#### [Texte à lire]

Reportage dessiné au procès des opposants aux mégabassines


Jeudi 5 janvier 2023, tribunal de La Rochelle. Deux prévenus sont appelés à comparaître au tribunal correctionnel pour avoir volontairement détérioré la mégabassine de Cramchaban, le 6 novembre 2021.


Devant le tribunal, environ 300 militant-es anti bassines ont répondu à l’appel pour soutenir les prévenus et montrer leur détermination à poursuivre le mouvement. Prises de paroles, slogan… ils font bloc jusqu’à la fin du procès. Sur une place un peu à l’écart, une quarantaine d’agriculteurs pro-bassines sont là aussi. Leur présence aurait été à peine remarquée si une partie d’entre eux n’avaient pas été escortée par un cordon de CRS jusqu’à l’entrée du tribunal pour assister au procès, alors même qu’un seul s’est porté partie civile. Pied de nez aux dizaines de militant-es anti-bassines qui attendent déjà devant le tribunal et dont seulement une vingtaine pourront rentrer, après une longue attente. Traitement de faveur pour rappeler de quel côté se tient la justice.

[Enregistrements d'annotation par coordonnées]
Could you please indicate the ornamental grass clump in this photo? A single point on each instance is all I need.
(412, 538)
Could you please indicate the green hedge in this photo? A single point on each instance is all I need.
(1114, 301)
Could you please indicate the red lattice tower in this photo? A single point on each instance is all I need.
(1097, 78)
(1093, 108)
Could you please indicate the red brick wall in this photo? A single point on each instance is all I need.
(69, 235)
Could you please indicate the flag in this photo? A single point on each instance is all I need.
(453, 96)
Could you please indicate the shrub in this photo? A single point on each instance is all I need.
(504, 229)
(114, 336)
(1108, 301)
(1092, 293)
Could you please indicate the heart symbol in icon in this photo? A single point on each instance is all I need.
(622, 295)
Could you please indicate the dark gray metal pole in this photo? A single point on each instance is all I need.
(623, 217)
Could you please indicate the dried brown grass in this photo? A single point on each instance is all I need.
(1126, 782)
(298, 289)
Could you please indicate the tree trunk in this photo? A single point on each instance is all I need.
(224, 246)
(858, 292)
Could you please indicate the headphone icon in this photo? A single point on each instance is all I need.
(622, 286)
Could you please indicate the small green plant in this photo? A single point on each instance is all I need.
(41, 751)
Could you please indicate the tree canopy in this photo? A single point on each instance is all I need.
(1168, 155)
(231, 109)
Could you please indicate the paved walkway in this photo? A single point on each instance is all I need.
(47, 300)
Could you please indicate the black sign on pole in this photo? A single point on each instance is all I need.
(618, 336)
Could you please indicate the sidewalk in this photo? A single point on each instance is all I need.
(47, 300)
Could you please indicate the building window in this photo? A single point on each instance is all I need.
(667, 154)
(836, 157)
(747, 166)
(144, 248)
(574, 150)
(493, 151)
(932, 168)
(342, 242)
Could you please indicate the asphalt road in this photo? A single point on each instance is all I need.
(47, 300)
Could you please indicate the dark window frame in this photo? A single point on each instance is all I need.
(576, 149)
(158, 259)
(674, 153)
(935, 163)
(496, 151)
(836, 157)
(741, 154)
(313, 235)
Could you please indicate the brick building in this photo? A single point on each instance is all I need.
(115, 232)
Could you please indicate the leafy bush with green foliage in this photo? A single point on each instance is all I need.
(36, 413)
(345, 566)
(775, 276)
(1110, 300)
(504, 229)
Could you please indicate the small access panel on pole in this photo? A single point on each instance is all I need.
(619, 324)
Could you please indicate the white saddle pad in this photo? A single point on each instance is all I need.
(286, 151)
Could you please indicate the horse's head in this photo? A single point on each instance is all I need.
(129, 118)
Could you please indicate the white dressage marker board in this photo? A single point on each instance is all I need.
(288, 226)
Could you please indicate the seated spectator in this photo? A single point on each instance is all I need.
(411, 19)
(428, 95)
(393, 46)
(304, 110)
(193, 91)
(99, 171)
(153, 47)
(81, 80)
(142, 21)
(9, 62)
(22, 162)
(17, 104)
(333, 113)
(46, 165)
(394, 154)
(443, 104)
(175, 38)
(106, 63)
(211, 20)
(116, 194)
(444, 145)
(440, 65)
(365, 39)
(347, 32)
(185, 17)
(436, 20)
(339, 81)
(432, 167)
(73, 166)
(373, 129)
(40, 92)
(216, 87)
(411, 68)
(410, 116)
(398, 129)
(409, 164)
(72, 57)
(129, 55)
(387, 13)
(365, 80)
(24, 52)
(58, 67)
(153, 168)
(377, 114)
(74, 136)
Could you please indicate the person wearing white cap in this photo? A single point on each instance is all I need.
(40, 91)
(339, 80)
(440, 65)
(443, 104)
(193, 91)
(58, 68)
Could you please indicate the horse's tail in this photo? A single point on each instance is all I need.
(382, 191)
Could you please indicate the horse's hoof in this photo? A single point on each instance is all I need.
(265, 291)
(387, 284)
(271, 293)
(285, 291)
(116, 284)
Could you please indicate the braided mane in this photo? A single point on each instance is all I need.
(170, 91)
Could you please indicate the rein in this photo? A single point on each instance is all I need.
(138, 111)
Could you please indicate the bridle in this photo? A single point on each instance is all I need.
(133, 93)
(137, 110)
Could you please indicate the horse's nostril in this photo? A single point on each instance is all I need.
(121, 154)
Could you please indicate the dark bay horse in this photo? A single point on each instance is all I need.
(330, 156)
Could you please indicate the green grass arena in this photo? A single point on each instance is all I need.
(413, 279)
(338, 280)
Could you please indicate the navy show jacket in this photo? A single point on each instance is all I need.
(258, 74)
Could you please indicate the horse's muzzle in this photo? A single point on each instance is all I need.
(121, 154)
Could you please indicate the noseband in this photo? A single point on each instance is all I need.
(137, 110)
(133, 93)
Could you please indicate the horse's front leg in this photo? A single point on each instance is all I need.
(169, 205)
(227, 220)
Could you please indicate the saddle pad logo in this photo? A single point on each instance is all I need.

#### [Exercices proposés]
1 - Relevez toutes les indications, précises ou approximatives, du nombre de personnes que donne le reportage sur le procès des opposants aux mégabassines.
2 - Reprenez le reportage sur le procès des opposants aux mégabassines à la suite de sa dernière phrase.

#### [Réponses aux exercices]
1 -
- « Deux prévenus »
- « environ 300 militant-es anti bassines »
- « une quarantaine d'agriculteurs pro-bassines »
- « un seul s'est porté partie civile »
- « dizaines de militant-es anti-bassines »
- « une vingtaine pourront rentrer »

2 -
Les débats commencent et, très rapidement, on comprend qu’aucune preuve matérielle sérieuse n’est avancée contre les prévenus. Le dossier d’enquête, pourtant conséquent, ne comporte que des actes de surveillance de la part de la gendarmerie. Des moyens colossaux ont été utilisés pour répondre à leur quête désespérée de trouver des coupables. Finalement, sur la base de photos floues, les deux prévenus sont visés et traqués durant 3 mois. Résultat de cette surveillance quotidienne : les gendarmes constatent que les prévenus possèdent des vêtements qui ressemblent à ceux portés par deux personnes sur les vidéos de la manifestation. Preuves accablantes, un vrai travail de professionnels de la part des enquêteurs.

En résumé, aucune certitude quant à leur présence sur le lieu de la manifestation ni aucune preuve qu’ils aient participé au débâchage de la bassine. Les prévenus gardent le silence au sujet des faits qui leur sont reprochés, préférant utiliser leur temps de parole pour rappeler l’urgence qu’il y a à réagir face à l’assèchement des sols au profit d’une agriculture intensive et polluante.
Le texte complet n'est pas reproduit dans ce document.